GOAL OF THE EXERCISE
Starting at the line that has "Tag the deer back, one" and stopping after the line that has "<point>602,452</point>", write those entries out again with "deer back" renamed to "back of the deer" and everything else unchanged. Leave the pictures out.
— Begin PROVIDED ENTRIES —
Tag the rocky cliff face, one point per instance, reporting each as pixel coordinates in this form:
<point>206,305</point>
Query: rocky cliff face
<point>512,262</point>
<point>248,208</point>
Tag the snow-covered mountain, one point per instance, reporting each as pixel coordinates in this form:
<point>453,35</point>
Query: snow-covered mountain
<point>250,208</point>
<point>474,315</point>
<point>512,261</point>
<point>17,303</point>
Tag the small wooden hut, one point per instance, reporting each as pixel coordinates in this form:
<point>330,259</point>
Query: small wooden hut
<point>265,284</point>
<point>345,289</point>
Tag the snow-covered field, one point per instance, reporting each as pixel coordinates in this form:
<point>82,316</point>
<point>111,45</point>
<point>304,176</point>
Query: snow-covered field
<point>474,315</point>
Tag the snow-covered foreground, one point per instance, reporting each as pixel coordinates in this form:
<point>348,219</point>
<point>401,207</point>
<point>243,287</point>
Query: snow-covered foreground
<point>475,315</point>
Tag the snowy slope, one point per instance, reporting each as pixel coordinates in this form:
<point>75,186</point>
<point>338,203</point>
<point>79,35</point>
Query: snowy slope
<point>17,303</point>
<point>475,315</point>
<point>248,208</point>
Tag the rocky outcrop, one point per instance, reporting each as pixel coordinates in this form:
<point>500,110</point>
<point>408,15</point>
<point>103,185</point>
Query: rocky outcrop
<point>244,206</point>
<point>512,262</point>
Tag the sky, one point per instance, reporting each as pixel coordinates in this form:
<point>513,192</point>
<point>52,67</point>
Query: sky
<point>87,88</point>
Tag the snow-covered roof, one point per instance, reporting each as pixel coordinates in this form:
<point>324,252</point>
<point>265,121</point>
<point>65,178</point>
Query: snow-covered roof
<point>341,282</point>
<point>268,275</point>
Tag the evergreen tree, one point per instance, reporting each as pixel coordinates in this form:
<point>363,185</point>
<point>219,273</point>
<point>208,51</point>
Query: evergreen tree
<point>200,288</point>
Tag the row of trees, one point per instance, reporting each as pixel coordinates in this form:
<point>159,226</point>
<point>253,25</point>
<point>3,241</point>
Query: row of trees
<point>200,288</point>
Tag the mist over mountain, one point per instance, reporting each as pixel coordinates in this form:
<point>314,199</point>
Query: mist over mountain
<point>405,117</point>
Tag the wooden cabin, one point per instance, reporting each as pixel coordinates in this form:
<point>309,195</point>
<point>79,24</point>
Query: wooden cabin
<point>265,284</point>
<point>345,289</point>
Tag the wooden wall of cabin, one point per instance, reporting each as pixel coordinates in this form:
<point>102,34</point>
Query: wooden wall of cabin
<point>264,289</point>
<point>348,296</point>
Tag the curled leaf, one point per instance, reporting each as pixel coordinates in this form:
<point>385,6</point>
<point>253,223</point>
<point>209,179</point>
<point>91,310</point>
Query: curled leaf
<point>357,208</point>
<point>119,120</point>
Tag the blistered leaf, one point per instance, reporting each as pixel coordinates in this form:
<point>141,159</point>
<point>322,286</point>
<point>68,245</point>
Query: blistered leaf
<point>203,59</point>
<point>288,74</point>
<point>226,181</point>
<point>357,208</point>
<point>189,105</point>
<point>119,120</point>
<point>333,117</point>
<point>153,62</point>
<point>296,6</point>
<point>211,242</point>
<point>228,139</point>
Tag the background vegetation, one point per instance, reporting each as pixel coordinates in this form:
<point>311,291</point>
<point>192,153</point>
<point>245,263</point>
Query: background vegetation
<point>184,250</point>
— End PROVIDED ENTRIES —
— Begin PROVIDED ENTRIES —
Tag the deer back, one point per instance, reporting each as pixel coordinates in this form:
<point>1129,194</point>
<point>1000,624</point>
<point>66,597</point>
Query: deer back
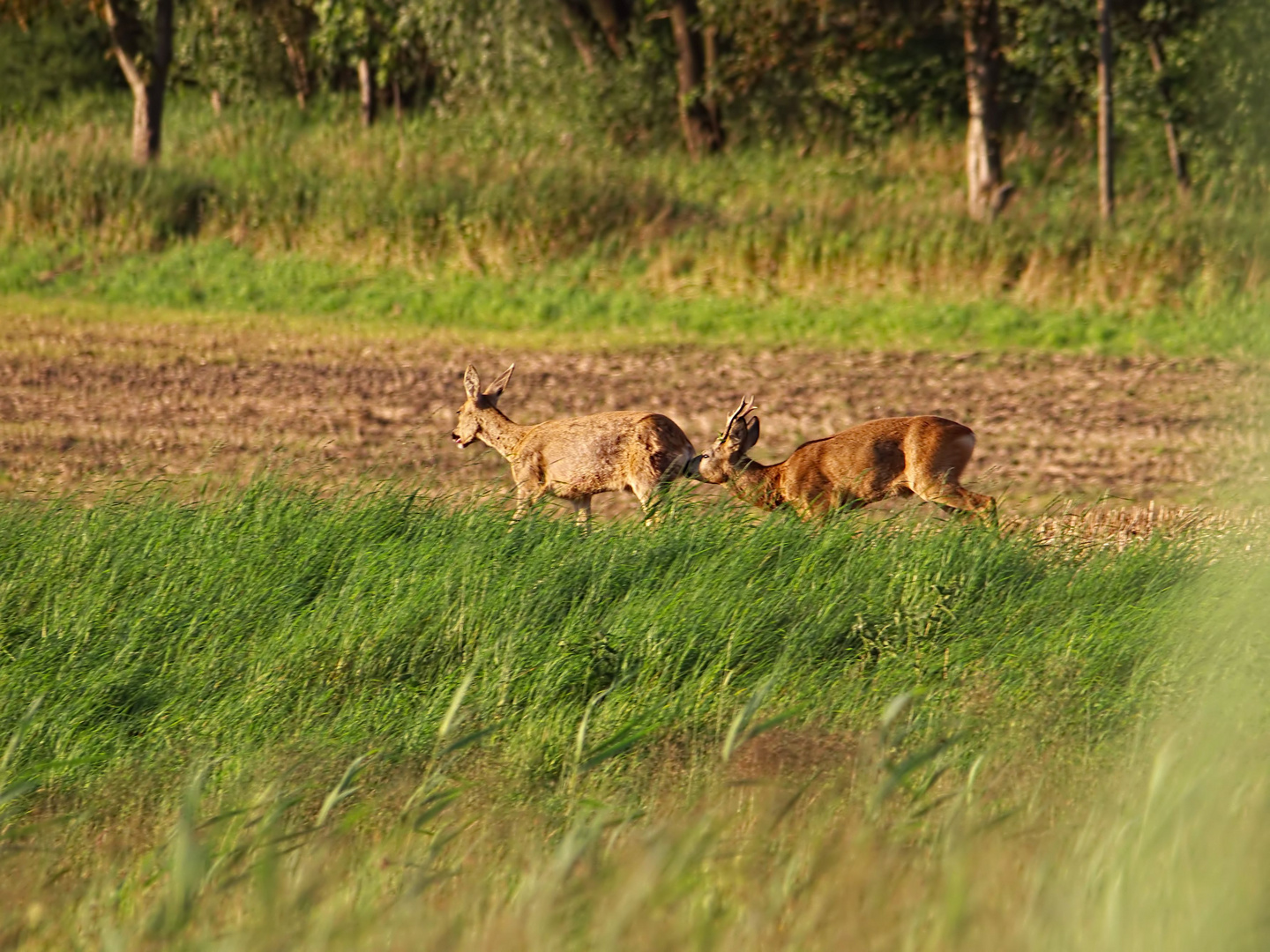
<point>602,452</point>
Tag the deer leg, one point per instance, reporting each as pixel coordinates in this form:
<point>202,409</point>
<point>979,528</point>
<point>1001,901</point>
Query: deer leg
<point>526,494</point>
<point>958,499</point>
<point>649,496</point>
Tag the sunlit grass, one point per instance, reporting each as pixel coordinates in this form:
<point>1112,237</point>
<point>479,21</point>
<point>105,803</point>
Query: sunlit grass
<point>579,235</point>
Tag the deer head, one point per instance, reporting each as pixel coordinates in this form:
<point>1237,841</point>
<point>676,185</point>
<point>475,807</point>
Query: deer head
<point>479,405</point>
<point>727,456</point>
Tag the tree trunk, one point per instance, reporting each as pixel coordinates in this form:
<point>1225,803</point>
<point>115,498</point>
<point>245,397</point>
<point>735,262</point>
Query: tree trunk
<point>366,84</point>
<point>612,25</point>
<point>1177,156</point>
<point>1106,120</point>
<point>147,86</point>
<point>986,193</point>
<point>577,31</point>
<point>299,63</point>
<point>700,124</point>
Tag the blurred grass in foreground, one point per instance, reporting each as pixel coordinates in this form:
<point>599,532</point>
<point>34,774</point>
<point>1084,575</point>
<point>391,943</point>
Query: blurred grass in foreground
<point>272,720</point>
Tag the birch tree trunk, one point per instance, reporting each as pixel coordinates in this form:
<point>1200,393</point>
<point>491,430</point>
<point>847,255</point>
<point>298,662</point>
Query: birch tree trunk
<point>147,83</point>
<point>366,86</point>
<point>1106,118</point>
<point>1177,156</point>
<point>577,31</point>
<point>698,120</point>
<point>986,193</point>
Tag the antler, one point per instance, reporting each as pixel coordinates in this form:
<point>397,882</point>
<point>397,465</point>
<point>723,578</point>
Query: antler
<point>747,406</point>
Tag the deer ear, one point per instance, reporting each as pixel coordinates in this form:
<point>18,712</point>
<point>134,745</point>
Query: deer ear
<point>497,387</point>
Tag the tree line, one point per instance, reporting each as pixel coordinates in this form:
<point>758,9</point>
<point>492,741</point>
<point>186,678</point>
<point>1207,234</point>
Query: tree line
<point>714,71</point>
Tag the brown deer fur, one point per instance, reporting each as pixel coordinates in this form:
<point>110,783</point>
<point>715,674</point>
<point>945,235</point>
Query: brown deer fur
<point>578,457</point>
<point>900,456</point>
— End PROVIDED ENTRIES —
OUTPUT FOR THIS EXERCISE
Tag the back of the deer, one point per instance, reporting each as pixel coordinates in this form:
<point>1129,194</point>
<point>1000,624</point>
<point>66,597</point>
Query: back of the deer
<point>602,452</point>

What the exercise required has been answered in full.